Exercise passage:
Content starts
Determining Fact From Fiction Around Fertility

Trying to conceive (TTC) can be a stressful time for a woman or couple. But the experience can become even more frustrating when well-meaning people provide unsolicited and often inaccurate advice to try to help a couple get that coveted positive pregnancy test result. Which myths top the list when discussing fertility and conception?

my texas health care obgyn Does Sex Position Matter For Getting Pregnant 3 Myths About Fertility

Myth 1: Some sex positions are better for conceiving

Consider that a man’s semen can contain hundreds of millions of sperm. As long as a couple that conceives naturally is having sex around the time of ovulation, the position doesn’t matter. A woman can technically get pregnant regardless of which position a couple uses. Likewise, after sex, a woman doesn’t have to remain lying down to help facilitate sperm mobility to the uterus. Evidence has proven that the behavior is unnecessary.
Content ends
Recorded information:
Content starts
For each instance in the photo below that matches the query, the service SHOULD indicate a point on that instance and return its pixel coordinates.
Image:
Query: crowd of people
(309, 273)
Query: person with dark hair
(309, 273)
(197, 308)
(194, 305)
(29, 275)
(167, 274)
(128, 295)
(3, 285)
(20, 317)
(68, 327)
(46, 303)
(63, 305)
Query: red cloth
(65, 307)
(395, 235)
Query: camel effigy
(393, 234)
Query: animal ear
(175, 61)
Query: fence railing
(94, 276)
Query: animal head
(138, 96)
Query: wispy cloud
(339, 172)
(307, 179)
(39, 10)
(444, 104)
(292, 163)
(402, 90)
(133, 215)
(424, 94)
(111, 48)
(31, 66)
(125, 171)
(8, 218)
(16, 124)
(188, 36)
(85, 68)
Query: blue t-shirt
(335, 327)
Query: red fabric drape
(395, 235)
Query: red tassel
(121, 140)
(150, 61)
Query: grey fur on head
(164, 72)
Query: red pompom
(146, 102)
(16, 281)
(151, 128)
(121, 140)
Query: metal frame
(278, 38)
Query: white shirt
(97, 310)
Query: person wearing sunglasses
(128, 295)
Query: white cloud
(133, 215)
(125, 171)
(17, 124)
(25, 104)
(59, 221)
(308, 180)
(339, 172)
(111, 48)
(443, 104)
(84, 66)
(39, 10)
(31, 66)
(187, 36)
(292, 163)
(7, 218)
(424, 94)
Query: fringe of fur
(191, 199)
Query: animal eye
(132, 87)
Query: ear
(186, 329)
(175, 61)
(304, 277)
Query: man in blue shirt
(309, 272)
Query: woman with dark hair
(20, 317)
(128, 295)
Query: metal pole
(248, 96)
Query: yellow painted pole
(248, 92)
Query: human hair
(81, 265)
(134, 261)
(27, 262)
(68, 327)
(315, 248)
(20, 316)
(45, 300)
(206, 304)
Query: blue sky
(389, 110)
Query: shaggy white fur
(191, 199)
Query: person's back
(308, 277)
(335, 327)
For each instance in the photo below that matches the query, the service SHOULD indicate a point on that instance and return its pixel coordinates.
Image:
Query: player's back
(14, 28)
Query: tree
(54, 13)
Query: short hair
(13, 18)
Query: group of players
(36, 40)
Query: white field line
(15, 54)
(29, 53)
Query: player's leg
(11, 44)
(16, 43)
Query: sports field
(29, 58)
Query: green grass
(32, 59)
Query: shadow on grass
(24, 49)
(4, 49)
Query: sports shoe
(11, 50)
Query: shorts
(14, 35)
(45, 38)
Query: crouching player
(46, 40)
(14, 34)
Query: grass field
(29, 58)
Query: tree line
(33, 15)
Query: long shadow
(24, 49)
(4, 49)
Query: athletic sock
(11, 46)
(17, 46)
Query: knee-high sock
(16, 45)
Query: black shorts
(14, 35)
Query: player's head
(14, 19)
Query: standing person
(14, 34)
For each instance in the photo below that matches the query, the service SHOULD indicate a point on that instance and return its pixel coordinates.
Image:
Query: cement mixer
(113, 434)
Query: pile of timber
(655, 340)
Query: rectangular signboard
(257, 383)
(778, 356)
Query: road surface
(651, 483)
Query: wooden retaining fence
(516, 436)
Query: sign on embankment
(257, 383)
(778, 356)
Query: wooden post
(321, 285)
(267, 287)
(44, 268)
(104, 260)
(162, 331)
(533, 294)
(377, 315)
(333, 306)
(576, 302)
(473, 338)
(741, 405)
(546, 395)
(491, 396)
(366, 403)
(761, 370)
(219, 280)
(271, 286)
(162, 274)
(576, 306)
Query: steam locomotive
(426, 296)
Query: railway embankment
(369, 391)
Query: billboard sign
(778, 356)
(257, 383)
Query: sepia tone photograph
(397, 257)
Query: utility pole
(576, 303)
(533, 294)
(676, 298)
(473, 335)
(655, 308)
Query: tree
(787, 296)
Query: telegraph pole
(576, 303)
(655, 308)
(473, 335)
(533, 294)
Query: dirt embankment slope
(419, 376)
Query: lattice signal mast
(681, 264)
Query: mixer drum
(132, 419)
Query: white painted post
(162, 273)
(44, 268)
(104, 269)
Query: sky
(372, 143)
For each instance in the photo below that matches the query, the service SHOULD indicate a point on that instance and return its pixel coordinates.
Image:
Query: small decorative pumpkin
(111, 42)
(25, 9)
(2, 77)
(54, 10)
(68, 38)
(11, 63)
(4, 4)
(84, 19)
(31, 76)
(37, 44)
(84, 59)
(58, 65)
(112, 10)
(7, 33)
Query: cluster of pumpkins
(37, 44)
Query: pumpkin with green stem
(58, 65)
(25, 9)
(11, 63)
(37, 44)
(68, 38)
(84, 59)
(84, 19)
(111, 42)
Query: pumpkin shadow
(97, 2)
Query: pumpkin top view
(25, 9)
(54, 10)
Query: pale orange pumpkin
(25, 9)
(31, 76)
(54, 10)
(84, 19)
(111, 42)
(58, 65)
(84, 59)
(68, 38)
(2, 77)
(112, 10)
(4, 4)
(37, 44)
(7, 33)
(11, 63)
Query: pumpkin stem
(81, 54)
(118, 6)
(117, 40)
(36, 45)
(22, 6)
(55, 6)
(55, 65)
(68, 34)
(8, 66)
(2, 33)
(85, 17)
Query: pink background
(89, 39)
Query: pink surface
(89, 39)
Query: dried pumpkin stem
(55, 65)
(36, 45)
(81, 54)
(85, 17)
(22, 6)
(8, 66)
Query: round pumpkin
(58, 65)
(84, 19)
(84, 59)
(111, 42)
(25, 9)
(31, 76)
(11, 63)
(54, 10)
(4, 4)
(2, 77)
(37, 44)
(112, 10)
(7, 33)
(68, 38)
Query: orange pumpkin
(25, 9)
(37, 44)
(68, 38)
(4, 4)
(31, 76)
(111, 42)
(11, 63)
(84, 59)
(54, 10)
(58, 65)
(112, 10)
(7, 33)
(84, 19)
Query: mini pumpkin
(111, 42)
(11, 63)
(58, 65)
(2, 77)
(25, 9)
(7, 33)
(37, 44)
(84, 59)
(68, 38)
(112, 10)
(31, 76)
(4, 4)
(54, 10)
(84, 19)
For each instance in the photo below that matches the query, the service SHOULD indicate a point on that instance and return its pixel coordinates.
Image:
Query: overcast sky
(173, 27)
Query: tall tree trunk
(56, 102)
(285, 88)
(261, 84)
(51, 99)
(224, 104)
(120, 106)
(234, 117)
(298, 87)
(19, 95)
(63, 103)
Content ends
Task details:
Return everything from "Consider that a" down to "behavior is unnecessary." in the fertility myths text above, copied word for word.

Expected answer:
Consider that a man’s semen can contain hundreds of millions of sperm. As long as a couple that conceives naturally is having sex around the time of ovulation, the position doesn’t matter. A woman can technically get pregnant regardless of which position a couple uses. Likewise, after sex, a woman doesn’t have to remain lying down to help facilitate sperm mobility to the uterus. Evidence has proven that the behavior is unnecessary.